What needs to be done - Restate word for word the lines of the records below, starting at the line that contains "Point out the air" and ending at the line that contains "Point out the window, one point per instance.", with both of those lines included and nothing else.

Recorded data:

^^^^^^^^^^^^^^^^

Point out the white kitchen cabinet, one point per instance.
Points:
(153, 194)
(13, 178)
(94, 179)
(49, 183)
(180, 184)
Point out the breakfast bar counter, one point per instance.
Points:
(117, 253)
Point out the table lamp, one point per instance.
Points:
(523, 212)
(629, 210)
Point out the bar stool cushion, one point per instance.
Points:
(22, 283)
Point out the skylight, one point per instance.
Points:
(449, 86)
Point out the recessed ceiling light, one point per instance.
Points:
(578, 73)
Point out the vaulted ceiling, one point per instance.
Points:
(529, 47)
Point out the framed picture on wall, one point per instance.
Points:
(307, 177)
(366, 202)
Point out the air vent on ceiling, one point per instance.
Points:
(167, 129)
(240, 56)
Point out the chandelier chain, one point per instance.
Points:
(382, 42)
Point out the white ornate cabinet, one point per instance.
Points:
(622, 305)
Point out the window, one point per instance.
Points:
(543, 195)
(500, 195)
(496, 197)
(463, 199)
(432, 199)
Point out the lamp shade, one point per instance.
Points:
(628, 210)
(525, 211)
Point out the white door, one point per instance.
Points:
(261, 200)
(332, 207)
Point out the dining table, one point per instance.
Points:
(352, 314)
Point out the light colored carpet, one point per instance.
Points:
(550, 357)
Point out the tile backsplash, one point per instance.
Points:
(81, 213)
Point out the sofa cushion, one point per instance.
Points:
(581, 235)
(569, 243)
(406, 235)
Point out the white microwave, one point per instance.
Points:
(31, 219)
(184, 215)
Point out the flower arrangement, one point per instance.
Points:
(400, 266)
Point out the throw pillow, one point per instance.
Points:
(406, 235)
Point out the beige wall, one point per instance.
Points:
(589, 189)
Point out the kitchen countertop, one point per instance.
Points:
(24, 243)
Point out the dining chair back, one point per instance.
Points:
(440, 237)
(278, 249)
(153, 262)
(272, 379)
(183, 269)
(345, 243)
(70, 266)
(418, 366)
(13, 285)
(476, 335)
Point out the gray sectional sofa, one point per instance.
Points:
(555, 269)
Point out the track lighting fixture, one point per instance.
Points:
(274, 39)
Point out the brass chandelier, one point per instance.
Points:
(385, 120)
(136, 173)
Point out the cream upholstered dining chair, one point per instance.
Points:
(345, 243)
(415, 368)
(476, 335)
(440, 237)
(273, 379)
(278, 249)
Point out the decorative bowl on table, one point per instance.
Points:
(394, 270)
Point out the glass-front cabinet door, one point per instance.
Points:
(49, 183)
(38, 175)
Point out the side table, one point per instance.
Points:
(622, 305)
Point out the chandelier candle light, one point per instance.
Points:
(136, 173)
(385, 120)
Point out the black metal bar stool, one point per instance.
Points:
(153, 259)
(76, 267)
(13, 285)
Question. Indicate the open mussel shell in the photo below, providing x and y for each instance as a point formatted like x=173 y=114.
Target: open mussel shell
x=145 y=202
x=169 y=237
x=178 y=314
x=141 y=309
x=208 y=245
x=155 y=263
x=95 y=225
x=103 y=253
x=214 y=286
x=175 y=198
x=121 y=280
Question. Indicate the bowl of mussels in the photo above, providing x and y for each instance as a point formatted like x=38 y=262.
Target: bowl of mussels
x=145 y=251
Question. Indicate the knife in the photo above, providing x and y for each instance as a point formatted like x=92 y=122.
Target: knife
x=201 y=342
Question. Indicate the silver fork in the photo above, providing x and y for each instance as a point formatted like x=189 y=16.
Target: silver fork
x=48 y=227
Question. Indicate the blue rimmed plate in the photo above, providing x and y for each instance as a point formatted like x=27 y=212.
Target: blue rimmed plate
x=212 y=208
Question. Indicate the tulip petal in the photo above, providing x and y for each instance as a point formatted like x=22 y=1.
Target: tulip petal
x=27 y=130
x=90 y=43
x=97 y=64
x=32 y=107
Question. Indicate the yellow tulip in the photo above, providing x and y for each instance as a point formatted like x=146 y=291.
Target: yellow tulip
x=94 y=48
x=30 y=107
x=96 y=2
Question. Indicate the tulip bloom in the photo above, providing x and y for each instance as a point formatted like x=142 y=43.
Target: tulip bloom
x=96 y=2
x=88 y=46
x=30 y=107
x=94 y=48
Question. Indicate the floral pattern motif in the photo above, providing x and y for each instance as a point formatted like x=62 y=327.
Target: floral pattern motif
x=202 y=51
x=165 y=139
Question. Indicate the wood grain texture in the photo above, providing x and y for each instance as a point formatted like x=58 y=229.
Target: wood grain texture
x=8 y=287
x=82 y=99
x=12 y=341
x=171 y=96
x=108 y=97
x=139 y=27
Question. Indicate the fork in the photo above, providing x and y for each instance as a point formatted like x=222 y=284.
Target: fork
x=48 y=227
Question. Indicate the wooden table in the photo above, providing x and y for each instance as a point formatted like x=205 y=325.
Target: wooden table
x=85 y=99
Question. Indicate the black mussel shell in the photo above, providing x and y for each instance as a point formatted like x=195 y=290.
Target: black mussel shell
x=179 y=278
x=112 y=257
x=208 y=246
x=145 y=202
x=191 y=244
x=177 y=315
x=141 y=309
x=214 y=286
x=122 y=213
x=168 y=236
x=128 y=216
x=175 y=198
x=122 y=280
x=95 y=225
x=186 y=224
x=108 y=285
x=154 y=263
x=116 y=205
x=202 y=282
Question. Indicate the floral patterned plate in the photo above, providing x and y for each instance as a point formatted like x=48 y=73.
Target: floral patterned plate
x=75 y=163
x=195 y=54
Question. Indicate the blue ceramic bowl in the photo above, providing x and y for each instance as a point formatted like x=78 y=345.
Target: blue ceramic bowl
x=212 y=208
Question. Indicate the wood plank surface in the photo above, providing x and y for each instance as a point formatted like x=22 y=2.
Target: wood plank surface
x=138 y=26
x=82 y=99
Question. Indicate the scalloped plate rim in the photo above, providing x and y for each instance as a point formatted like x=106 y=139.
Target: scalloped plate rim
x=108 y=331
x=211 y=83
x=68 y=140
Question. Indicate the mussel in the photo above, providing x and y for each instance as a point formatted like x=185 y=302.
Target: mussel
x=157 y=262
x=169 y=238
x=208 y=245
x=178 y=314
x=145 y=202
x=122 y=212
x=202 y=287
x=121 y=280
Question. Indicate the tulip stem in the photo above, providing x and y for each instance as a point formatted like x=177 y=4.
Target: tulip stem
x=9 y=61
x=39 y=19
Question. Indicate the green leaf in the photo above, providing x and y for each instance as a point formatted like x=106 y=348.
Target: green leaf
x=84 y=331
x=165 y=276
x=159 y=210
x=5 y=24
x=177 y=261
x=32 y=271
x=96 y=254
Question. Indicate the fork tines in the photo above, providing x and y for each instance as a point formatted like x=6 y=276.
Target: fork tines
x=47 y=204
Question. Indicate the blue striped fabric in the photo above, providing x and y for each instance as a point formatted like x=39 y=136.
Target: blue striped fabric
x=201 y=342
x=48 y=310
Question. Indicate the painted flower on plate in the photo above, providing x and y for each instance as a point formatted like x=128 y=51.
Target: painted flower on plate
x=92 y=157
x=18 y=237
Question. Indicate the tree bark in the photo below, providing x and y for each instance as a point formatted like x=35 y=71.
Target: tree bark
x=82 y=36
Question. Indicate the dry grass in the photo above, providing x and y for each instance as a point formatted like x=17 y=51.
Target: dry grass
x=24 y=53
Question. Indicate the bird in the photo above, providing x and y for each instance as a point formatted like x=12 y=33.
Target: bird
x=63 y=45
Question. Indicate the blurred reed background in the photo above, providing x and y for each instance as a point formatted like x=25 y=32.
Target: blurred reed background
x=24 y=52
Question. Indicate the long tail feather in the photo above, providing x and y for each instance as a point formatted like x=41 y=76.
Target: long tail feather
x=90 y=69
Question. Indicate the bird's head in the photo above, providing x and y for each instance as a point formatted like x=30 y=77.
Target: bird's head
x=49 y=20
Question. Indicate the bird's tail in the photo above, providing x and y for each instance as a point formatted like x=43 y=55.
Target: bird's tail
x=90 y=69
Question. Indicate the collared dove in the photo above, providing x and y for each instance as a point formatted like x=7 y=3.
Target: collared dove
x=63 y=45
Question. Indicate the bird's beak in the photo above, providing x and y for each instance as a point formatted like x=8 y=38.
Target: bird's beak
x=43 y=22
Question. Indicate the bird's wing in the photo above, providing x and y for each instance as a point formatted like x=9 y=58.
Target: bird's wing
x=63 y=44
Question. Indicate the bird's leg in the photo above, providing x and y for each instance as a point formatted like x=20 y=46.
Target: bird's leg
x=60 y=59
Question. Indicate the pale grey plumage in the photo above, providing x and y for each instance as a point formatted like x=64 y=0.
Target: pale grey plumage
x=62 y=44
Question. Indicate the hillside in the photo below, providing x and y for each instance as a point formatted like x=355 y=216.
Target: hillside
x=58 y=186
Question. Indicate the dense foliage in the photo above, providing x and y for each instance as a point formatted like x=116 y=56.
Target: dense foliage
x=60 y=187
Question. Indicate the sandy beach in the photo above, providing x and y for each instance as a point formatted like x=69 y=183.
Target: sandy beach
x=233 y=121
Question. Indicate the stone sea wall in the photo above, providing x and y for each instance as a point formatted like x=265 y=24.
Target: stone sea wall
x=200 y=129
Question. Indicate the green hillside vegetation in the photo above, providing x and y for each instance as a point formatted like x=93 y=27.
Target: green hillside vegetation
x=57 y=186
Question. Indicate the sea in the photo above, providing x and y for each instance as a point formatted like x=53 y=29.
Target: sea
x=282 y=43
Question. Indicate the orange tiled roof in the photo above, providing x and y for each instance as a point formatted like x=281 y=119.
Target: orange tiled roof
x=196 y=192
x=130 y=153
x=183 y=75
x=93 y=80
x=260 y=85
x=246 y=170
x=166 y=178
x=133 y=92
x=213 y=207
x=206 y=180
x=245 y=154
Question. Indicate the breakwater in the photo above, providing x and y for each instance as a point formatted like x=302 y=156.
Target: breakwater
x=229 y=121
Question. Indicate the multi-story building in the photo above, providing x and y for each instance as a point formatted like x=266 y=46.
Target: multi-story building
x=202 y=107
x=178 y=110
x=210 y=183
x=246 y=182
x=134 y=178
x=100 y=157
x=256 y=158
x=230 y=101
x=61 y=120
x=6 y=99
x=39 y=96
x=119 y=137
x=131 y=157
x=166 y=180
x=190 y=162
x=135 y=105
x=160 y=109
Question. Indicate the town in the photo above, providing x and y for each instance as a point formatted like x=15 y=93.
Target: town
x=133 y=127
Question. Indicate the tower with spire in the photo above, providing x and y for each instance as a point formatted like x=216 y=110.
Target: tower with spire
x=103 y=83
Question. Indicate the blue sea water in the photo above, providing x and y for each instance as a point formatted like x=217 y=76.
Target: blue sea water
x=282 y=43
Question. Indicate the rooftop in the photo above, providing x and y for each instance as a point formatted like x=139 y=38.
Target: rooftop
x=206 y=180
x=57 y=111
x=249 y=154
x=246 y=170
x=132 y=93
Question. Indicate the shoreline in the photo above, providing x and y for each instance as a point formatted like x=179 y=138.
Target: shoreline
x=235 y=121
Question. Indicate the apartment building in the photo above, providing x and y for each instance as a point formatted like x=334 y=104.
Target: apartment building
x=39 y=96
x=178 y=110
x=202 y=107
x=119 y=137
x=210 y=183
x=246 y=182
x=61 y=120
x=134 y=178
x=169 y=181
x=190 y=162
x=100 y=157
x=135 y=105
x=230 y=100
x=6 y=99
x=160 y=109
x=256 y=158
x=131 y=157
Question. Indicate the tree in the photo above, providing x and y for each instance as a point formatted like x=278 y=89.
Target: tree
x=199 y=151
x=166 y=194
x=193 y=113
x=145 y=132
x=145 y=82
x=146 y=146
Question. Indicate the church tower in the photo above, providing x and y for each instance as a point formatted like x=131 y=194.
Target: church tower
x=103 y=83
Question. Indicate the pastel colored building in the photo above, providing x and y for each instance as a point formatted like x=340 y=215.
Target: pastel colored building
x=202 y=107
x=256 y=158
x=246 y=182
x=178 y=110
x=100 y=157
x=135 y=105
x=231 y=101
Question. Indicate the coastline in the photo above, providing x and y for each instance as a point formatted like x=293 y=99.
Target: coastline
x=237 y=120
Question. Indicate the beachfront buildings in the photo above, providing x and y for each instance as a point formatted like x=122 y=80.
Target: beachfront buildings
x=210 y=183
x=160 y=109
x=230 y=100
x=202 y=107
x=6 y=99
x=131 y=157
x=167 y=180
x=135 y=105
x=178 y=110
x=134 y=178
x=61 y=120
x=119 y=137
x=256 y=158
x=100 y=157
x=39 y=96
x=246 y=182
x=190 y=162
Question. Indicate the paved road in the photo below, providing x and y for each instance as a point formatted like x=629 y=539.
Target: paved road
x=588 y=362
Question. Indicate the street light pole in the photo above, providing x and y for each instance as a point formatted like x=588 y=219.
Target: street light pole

^^^^^^^^^^^^^^^^

Written solution -
Point out the air vent on ceiling, one point per instance.
Points:
(167, 129)
(240, 56)
Point out the chandelier chain, one point per instance.
Points:
(382, 42)
Point out the white ornate cabinet, one point per instance.
Points:
(622, 305)
Point out the window, one point per instance.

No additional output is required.